ENTRIES SUPPLIED START

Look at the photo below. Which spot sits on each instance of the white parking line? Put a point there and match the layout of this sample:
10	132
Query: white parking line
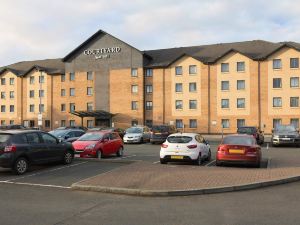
210	163
46	171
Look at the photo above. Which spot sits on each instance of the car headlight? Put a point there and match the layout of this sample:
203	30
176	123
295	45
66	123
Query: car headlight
91	146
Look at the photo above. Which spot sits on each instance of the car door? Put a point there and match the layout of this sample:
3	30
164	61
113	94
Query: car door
55	149
37	150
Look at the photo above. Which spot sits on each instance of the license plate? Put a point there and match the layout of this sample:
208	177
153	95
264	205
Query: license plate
236	151
176	157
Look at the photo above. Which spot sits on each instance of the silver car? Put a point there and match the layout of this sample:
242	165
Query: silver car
137	134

ENTRIES SUPPLIED END

Transcribe the listing in full. Leave the pictures out.

Look at the photo below. Which spot sits on each instance of the white parking line? Put a point there and match the layout of this sample:
10	132
Query: white parking line
210	163
46	171
Look at the photo above. Which spot sits on each instance of the car headlight? Put a point there and match the layout of this sample:
203	30
176	123
295	45
66	123
Query: car headlight
91	146
Look at the photo above. Which spot sits on each instance of the car door? Put a point there and match the layout of this sample:
3	30
164	61
113	94
Query: car door
55	149
37	150
Look at the photo above. Which spot sits on each instance of the license plate? Put a point there and match the layout of this sample:
208	177
153	95
264	205
Query: license plate
236	151
176	157
Look at the photo above. Which spot sits on each instance of the silver car? Put a point there and match the layout of this sample:
242	165
Query: silver car
137	134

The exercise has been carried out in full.